What is expected » List every line of the entries below that contains the string "slice". Treat case as significant.

Provided information »

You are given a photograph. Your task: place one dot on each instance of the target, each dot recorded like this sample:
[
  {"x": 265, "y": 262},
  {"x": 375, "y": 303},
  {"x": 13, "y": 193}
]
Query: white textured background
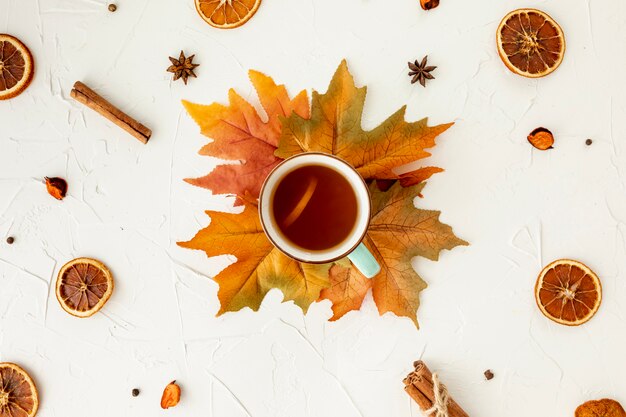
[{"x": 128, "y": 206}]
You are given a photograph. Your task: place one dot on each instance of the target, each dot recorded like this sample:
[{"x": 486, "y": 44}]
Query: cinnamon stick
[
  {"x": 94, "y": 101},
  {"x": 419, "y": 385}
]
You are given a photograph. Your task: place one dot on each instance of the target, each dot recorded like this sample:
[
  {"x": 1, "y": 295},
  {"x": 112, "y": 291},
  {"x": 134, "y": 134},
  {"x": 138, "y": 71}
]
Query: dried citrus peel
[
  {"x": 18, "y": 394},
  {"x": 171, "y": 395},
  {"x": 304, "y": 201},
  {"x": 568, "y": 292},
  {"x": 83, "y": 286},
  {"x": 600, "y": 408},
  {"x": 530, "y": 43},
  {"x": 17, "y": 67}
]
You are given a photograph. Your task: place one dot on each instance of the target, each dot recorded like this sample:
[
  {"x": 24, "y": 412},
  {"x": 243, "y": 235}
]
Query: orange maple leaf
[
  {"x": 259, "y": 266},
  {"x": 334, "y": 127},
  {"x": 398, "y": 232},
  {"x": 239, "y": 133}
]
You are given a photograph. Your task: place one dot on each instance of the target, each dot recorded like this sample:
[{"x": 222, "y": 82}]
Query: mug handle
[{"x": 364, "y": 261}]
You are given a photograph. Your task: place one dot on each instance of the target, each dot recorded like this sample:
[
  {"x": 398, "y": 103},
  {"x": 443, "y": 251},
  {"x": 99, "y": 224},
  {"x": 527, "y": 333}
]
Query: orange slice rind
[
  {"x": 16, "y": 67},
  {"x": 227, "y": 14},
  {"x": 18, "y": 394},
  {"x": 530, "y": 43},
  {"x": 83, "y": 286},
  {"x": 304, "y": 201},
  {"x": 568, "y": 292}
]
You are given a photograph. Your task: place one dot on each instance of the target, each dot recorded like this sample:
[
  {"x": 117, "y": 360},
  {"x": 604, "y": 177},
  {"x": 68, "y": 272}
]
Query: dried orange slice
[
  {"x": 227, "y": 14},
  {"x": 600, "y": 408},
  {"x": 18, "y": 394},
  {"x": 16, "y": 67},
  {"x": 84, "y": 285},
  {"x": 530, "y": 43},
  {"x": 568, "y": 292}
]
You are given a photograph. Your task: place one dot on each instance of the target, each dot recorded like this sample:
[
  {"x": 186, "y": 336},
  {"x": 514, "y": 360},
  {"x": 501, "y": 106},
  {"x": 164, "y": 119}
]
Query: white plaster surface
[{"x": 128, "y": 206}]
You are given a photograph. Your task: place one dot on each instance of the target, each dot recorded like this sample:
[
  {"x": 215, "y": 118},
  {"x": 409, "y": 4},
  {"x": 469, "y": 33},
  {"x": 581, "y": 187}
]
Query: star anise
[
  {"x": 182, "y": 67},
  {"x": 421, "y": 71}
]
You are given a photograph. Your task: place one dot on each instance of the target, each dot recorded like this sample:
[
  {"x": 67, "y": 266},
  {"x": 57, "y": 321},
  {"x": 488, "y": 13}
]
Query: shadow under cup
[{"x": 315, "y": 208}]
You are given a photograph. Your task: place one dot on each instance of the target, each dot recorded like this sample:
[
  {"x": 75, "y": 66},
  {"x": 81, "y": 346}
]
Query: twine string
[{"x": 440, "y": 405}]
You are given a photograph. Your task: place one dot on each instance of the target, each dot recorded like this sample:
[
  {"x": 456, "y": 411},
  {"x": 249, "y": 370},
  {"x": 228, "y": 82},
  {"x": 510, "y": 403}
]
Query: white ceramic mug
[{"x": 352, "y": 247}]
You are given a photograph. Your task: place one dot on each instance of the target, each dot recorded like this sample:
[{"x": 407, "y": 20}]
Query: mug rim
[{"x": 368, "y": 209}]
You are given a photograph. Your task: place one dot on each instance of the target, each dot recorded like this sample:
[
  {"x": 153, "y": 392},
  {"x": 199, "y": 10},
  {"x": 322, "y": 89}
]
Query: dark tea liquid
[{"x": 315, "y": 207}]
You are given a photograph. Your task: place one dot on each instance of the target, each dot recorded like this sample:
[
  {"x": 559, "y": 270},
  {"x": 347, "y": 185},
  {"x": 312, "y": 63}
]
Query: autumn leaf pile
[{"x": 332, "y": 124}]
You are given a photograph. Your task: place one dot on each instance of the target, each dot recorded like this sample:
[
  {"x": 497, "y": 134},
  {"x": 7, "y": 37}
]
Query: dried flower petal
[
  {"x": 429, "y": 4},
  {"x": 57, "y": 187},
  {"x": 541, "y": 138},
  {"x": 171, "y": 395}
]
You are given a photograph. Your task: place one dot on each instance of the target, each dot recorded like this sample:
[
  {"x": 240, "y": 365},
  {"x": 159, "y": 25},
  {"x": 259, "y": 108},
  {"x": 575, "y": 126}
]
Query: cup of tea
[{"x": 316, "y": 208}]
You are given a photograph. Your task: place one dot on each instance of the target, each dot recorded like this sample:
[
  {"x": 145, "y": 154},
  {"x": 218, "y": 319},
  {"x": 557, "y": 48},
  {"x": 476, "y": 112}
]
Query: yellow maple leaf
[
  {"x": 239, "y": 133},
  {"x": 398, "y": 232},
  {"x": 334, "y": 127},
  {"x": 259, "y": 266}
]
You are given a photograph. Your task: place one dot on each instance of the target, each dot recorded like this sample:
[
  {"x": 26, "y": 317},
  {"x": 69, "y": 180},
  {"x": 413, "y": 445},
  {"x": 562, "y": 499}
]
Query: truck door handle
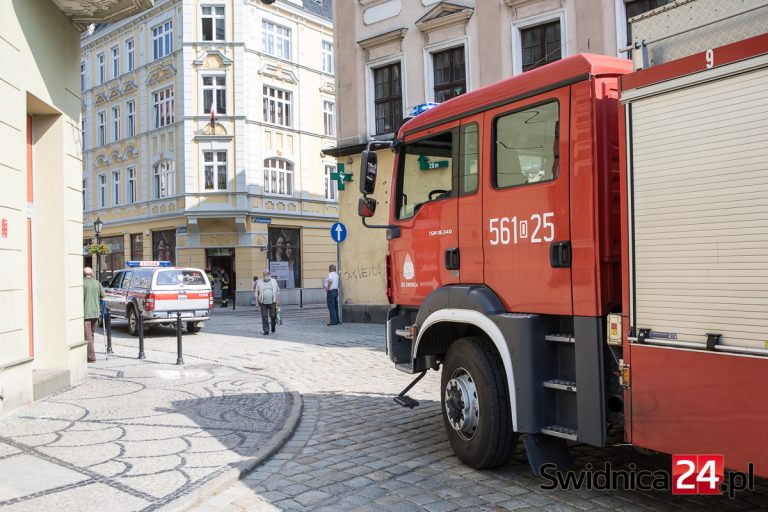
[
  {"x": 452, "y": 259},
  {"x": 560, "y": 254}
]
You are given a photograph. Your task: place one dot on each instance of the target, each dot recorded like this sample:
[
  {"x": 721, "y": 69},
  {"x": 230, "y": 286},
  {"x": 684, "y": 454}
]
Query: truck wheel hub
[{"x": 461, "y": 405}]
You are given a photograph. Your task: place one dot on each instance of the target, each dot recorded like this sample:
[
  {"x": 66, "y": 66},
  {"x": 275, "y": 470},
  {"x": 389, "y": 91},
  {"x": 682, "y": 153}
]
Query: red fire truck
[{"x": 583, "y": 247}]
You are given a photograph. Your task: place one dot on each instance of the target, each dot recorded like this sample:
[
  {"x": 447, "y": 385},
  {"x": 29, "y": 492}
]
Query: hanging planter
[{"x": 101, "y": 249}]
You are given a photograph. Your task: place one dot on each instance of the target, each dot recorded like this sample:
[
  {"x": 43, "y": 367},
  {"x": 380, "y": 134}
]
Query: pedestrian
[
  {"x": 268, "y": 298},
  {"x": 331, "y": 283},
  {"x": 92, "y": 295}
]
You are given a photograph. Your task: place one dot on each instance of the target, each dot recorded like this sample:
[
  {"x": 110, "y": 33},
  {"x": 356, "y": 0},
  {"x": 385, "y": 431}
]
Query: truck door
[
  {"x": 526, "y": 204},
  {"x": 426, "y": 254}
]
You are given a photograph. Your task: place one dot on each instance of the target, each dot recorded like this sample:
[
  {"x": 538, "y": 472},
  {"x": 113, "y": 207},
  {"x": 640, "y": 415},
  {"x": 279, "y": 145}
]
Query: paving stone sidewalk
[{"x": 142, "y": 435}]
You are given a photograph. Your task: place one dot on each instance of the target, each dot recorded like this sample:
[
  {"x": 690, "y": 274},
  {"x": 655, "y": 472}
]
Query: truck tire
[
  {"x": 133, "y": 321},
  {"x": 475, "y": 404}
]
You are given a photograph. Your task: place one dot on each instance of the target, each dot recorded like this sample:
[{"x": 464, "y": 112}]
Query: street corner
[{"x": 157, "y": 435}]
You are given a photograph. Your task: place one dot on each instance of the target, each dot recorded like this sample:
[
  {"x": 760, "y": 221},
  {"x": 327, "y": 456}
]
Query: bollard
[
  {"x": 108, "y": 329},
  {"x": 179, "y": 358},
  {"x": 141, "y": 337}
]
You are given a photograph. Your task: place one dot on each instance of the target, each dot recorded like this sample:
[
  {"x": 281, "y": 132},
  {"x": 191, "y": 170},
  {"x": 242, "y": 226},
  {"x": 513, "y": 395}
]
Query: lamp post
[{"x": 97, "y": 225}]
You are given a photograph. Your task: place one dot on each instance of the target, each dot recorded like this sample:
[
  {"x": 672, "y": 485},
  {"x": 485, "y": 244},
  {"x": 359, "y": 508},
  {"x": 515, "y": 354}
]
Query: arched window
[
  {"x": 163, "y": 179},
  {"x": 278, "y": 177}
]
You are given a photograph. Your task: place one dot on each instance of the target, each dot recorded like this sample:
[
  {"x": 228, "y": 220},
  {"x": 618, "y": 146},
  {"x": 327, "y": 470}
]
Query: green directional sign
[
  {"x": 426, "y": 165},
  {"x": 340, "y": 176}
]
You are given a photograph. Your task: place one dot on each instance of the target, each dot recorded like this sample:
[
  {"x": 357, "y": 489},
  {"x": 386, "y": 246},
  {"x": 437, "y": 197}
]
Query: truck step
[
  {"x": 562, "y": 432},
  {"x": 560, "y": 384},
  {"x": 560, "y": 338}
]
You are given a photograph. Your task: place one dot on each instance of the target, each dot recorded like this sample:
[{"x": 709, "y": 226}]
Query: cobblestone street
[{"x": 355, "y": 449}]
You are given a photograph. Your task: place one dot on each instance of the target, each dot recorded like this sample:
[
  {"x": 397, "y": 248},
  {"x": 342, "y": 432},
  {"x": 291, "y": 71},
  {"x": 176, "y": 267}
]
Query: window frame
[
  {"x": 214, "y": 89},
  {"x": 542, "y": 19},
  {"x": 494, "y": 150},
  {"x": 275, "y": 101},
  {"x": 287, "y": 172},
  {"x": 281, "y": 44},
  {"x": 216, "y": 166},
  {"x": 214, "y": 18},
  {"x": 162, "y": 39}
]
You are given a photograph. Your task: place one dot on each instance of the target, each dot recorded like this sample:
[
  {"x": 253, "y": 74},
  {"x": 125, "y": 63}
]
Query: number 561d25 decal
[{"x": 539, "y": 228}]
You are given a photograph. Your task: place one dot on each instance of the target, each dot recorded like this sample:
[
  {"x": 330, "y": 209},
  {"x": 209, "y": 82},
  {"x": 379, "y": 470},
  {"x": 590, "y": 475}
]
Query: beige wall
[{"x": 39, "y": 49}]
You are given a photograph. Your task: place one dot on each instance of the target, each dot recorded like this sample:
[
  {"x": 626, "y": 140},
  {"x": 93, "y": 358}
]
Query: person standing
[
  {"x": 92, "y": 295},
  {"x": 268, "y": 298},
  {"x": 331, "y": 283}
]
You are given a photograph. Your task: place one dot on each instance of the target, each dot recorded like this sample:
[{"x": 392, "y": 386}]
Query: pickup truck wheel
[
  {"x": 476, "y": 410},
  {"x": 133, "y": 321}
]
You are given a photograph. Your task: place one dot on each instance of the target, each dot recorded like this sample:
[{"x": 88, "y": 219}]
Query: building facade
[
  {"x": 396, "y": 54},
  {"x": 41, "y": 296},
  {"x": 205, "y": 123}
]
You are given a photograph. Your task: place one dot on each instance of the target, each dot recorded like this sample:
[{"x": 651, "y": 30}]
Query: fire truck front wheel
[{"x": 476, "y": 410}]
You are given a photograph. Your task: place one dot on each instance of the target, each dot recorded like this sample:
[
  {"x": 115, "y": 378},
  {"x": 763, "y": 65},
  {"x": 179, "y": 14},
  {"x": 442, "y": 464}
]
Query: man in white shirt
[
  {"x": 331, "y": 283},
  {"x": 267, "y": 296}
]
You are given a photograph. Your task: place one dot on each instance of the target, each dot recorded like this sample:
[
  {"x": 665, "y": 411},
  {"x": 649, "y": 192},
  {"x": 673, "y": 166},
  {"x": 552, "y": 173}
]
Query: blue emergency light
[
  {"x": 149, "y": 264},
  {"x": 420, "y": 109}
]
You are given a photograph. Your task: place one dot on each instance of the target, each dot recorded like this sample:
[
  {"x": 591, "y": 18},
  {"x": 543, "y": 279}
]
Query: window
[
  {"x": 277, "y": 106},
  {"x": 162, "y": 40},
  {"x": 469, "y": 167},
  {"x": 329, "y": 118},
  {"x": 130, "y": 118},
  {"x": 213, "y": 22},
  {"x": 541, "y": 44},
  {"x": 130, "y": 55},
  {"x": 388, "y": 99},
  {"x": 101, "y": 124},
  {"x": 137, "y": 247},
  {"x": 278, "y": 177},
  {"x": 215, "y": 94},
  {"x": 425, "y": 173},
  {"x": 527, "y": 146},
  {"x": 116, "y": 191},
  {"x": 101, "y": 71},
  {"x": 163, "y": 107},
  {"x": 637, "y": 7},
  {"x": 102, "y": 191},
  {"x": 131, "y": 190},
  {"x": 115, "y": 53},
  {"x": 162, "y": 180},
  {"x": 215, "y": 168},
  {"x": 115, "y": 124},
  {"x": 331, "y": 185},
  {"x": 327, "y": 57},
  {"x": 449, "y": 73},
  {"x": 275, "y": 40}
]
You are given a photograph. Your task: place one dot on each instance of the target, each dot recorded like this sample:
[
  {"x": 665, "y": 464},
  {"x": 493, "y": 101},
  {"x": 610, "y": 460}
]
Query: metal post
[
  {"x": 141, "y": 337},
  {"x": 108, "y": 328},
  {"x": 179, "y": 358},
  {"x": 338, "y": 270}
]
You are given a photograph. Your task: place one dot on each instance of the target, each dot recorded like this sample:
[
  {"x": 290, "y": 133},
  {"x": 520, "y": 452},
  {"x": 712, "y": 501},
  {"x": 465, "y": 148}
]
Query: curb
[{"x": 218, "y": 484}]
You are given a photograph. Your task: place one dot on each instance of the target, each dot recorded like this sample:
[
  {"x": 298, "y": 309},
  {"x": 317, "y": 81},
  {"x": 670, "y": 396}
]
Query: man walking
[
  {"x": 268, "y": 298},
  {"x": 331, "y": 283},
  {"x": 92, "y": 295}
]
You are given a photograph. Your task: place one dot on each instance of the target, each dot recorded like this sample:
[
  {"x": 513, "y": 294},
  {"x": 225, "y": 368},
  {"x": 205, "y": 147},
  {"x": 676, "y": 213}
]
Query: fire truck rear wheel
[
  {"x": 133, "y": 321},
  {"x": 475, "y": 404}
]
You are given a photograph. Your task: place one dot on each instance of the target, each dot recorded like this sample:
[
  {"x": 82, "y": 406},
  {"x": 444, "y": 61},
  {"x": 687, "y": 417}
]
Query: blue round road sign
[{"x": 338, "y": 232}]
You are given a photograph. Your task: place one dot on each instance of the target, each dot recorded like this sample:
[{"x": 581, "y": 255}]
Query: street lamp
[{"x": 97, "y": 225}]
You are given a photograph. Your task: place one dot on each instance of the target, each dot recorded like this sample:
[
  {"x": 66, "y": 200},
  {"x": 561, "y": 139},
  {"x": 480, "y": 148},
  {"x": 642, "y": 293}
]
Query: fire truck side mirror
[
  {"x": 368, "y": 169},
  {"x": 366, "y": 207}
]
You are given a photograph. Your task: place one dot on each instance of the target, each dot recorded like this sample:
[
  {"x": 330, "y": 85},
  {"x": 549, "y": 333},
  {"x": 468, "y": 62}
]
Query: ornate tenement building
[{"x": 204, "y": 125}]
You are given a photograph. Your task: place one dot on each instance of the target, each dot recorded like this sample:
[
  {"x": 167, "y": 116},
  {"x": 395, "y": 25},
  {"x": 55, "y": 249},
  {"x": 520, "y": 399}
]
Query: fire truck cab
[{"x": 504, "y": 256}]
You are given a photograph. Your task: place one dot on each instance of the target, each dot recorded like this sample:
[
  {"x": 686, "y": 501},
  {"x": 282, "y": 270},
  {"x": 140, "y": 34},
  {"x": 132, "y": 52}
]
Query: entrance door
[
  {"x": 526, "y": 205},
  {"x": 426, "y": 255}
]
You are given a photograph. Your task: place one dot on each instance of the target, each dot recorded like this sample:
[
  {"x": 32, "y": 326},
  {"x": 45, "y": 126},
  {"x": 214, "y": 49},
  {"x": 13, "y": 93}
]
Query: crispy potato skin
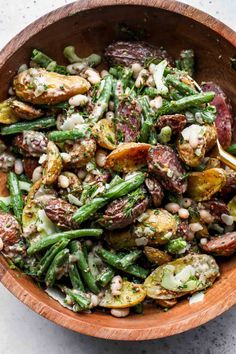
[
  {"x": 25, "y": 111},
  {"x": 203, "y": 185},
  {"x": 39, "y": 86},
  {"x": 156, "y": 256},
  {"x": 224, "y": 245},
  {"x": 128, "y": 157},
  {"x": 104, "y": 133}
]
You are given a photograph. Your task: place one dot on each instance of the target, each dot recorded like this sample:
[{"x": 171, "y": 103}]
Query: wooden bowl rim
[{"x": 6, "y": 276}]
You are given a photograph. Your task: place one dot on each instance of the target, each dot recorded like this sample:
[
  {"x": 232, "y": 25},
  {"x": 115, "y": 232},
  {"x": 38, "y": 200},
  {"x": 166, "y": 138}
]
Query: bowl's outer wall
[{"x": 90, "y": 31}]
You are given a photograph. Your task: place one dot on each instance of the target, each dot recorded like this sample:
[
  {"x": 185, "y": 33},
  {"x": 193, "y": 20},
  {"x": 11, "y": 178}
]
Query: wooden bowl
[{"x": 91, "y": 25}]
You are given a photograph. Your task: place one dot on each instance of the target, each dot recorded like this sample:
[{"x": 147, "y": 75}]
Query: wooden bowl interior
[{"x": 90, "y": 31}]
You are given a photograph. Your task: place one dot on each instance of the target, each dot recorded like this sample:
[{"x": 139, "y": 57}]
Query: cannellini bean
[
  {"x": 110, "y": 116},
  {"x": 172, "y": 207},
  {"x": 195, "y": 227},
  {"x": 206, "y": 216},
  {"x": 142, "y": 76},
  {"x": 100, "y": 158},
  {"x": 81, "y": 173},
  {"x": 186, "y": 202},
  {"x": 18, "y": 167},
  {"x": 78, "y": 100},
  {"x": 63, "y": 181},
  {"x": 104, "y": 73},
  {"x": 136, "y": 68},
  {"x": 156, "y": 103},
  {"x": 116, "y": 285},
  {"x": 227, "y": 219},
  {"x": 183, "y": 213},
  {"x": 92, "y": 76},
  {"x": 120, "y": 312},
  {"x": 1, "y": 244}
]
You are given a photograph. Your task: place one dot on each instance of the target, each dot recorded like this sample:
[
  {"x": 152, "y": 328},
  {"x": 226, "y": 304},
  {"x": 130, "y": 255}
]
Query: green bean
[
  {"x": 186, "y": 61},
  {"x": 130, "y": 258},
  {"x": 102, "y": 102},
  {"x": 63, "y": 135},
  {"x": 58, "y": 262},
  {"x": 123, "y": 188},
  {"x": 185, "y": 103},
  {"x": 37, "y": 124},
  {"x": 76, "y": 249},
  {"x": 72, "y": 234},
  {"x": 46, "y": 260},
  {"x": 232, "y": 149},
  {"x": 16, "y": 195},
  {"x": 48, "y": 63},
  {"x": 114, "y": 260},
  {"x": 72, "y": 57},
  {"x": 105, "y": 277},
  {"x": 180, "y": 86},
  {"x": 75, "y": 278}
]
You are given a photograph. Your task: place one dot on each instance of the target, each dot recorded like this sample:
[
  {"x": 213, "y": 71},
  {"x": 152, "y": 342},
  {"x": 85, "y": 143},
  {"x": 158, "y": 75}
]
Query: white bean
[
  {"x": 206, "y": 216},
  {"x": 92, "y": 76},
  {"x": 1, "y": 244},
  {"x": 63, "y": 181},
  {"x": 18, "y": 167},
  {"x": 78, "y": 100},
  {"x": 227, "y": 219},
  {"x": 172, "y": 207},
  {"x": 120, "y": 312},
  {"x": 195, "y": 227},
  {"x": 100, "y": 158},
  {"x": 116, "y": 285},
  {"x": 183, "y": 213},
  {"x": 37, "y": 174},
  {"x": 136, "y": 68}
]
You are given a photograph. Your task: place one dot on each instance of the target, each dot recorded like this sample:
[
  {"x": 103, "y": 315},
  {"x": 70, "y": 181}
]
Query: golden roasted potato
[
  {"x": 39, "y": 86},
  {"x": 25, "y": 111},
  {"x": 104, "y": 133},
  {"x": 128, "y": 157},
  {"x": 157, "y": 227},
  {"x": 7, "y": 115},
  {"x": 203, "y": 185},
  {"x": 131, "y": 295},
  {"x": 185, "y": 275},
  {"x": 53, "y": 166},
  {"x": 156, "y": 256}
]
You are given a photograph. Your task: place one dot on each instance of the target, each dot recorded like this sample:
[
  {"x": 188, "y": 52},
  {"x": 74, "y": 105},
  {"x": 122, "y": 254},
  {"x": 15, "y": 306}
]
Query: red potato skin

Solution to this problem »
Query: orange slice rind
Query: dried orange slice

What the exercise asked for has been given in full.